→ Aim of the exercise: Rewrite the lines from the line containing "In this photo, where can the green tent" up to and including the line containing "(1123, 825)", keeping the requests as they are and shifting the coordinates by adding 64 to each number in the answers. Return only those lines.
## Begin Data lines
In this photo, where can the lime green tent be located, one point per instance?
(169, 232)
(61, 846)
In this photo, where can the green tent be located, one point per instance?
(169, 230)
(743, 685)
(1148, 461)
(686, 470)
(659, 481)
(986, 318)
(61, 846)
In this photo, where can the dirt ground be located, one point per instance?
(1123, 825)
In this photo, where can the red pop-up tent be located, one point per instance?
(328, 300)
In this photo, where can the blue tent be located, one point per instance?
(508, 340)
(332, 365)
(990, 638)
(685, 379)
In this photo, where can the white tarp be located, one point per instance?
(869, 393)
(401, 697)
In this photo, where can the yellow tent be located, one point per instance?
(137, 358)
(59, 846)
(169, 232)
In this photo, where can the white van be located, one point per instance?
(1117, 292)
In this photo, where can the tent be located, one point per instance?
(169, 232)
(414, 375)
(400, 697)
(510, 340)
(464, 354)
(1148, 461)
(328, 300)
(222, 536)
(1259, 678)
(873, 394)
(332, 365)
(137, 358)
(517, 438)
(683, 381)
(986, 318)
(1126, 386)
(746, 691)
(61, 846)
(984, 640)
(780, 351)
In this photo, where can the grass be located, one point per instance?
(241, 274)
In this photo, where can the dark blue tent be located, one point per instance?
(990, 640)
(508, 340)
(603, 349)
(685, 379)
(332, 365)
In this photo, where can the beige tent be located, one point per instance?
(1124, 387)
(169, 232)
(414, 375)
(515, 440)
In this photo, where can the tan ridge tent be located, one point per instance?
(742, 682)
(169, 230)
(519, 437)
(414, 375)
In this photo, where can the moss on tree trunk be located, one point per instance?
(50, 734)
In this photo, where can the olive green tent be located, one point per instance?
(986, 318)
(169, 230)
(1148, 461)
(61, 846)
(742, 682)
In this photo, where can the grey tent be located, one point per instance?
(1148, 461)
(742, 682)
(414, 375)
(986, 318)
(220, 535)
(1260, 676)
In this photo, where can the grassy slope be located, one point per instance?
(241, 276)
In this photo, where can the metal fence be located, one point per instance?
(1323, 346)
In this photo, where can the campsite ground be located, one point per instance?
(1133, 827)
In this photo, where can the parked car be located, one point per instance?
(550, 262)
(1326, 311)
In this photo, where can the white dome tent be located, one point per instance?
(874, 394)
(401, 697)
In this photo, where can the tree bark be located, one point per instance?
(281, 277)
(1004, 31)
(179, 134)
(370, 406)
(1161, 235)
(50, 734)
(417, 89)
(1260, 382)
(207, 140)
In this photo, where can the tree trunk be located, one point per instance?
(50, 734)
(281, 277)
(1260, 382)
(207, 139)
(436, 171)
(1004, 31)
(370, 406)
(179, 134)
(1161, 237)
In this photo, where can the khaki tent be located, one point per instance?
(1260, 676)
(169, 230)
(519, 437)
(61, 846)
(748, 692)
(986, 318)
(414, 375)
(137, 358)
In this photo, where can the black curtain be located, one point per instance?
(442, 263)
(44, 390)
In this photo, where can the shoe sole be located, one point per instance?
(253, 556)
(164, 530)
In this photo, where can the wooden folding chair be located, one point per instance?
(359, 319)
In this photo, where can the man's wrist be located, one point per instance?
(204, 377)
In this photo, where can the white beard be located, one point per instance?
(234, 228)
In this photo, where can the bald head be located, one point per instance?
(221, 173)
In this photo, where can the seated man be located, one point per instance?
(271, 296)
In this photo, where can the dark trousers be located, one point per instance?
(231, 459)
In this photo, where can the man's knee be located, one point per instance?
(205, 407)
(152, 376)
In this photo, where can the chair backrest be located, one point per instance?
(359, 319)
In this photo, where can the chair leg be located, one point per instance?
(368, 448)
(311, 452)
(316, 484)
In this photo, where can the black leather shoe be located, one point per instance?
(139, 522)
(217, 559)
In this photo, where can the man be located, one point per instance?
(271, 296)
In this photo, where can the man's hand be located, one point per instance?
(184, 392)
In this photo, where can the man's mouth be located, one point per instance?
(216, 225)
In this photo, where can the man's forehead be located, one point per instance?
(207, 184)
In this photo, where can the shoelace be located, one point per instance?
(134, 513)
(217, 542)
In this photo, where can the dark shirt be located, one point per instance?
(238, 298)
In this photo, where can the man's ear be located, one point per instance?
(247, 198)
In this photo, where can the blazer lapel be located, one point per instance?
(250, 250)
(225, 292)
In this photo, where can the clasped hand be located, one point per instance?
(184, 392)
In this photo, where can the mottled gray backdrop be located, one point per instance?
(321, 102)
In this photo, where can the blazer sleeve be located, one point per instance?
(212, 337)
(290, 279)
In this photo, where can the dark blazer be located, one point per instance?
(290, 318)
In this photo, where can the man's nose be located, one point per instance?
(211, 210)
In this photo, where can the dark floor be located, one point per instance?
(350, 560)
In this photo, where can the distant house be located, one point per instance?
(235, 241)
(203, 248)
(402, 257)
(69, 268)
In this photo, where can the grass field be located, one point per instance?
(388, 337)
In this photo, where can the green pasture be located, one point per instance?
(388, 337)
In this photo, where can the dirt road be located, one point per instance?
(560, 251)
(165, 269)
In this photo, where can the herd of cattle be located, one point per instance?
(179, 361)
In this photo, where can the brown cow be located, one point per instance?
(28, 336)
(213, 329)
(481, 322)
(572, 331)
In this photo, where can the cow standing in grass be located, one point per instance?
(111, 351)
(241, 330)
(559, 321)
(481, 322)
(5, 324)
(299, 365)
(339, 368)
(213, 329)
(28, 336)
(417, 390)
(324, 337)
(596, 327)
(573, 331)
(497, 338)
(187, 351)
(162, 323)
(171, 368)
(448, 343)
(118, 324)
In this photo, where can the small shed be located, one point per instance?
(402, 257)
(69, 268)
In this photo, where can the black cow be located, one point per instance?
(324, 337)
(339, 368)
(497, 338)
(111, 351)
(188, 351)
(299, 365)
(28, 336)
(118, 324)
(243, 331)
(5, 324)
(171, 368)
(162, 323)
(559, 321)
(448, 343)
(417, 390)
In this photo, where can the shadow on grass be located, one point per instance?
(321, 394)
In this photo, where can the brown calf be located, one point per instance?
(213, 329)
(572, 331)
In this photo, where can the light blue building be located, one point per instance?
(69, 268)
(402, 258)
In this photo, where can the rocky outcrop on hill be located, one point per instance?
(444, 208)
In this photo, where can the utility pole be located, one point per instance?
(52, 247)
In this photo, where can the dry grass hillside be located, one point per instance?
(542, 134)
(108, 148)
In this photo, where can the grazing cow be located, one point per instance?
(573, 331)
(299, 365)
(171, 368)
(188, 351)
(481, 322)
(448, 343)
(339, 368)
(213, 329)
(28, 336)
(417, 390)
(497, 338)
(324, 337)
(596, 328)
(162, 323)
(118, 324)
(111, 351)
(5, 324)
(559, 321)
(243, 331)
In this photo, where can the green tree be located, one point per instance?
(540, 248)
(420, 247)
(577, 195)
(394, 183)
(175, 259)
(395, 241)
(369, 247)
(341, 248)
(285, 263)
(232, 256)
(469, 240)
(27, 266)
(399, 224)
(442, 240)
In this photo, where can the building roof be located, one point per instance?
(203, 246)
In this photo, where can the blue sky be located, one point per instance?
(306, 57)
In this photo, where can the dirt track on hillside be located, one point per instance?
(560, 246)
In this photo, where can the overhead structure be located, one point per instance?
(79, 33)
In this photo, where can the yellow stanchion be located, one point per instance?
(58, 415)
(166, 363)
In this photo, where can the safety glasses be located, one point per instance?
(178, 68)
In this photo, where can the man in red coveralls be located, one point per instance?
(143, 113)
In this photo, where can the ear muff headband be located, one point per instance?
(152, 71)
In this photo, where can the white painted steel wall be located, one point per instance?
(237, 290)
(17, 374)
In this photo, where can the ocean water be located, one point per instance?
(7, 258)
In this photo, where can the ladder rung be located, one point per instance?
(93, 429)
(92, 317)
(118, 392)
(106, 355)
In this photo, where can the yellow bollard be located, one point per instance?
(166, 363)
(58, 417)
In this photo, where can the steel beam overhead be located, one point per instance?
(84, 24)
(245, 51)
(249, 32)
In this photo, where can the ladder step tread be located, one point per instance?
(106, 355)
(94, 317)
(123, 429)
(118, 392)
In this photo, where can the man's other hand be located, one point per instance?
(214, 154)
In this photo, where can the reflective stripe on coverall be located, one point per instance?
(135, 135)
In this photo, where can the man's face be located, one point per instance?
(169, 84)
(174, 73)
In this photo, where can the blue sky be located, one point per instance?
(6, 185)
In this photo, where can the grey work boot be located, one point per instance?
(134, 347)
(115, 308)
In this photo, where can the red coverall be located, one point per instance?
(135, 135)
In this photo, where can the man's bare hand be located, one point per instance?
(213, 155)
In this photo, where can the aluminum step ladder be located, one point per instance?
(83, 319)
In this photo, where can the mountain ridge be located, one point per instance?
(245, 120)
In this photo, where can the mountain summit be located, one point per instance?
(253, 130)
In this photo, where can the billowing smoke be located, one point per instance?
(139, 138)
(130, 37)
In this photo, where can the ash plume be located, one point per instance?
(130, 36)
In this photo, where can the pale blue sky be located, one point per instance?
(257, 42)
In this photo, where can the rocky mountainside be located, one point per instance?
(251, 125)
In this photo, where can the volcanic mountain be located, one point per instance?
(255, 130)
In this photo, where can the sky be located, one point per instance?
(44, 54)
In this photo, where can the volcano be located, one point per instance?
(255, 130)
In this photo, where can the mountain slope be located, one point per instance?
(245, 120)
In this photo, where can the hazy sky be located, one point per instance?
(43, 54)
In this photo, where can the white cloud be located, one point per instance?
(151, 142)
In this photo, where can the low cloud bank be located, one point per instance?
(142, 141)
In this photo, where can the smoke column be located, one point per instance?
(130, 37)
## End Data lines
→ Exercise output:
In this photo, where can the green tent be located, one point per instance?
(233, 294)
(807, 749)
(1212, 525)
(750, 534)
(723, 545)
(1050, 382)
(125, 910)
In this photo, where can the dirt ground be located, one point per instance?
(1187, 889)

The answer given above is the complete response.